____ DOCUMENT
Sur le glacier, seconde séance cinéma avec Natalia, Lionel, Richard, Bernard, Luc, Gilles et Christian. Lors de la marche d'approche, nous retrouvons le squelette d'un huemul. Bernard se souvient l'avoir vu en avril lors de la courte reconnaissance menée sur le secteur. Ils y avaient trouvé à côté les fèces d'un puma. Un drame tout ce qu'il y a de plus naturel : le puma mange du huemul… Ce qui est plus curieux, c'est que les gardes du parc n'avaient jamais repéré de puma sur ce secteur.
Le huemul (Hippocamelus bisulcus) est un cervidé dont la taille se situe entre le chevreuil et le cerf. Protégé depuis des décennies, il n'a plus vraiment peur de l'homme et sa distance de fuite s'est considérablement réduite. Guidé par Aliro qui en avait repéré un près de la cascade, Luc a pu filmer une femelle huemul durant une bonne heure à une dizaine de mètres. Beau moment de rencontre pacifique…
Le huemul est endémique de la Patagonie, du 38e parallèle (Bio Bio) jusqu'à la Terre de Feu. Sa population avait chuté de 80 %, le plaçant dans la liste des animaux en voie de disparition.
________
____ EXTRAIT DE DONNÉES
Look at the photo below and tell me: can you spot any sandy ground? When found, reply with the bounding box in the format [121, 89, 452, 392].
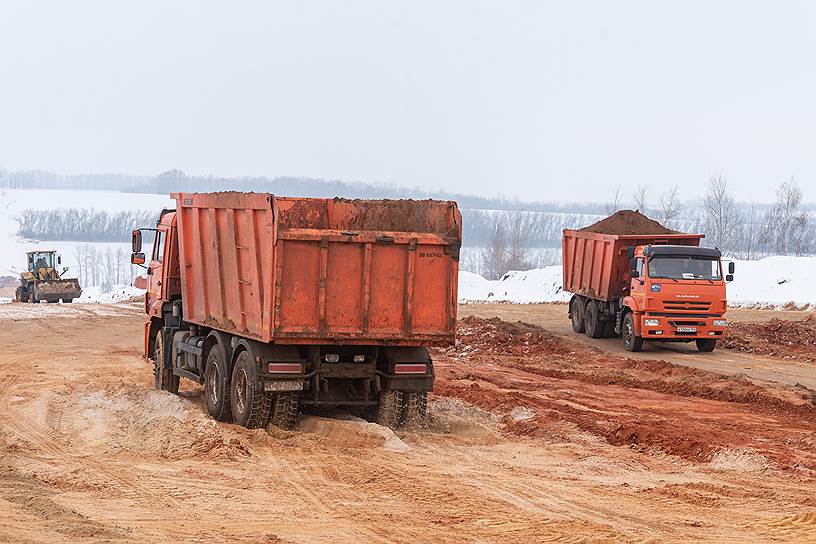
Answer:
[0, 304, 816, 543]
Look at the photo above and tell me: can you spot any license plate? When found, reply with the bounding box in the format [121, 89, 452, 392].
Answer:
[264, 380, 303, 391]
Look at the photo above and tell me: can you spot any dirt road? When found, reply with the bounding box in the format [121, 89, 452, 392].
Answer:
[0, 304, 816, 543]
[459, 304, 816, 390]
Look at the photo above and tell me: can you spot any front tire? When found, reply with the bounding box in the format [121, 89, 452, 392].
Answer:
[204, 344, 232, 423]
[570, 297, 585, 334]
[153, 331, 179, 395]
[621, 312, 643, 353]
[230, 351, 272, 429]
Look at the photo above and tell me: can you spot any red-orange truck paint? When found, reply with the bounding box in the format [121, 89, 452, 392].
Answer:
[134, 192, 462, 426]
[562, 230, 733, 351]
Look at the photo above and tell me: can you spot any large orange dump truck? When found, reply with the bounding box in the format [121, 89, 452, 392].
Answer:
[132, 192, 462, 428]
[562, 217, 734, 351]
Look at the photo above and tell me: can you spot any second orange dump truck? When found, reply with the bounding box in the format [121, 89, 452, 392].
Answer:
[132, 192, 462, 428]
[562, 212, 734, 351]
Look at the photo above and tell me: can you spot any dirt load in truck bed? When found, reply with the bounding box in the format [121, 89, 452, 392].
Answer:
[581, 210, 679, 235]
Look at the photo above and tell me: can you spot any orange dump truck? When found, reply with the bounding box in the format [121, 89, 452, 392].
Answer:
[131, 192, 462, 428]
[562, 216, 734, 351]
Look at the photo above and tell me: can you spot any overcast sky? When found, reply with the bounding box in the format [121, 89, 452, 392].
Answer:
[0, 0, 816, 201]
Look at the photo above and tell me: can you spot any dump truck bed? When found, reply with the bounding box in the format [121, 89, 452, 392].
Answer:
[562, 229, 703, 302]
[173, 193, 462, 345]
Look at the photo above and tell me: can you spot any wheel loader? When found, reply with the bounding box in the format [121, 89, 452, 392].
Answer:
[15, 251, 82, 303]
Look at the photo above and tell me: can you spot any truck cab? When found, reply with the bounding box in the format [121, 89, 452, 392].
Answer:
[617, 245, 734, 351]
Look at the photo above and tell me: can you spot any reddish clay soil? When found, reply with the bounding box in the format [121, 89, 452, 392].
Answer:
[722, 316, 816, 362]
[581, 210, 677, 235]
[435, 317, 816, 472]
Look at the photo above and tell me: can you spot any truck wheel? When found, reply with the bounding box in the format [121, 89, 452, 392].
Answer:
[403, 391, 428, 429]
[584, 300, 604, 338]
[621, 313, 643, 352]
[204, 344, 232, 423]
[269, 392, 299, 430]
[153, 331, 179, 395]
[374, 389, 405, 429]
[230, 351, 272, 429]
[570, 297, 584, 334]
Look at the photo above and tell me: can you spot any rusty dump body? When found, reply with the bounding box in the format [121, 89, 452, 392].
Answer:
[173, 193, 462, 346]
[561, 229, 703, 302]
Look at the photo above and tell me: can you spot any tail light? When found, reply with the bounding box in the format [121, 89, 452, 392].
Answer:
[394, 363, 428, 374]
________
Selon le document sur le huemul, de quel pourcentage la population de cet animal avait-elle chuté ? Les enregistrements sont tirés d'une autre source.

• _RÉPONSE ATTENDUE_
Elle avait chuté de 80 %.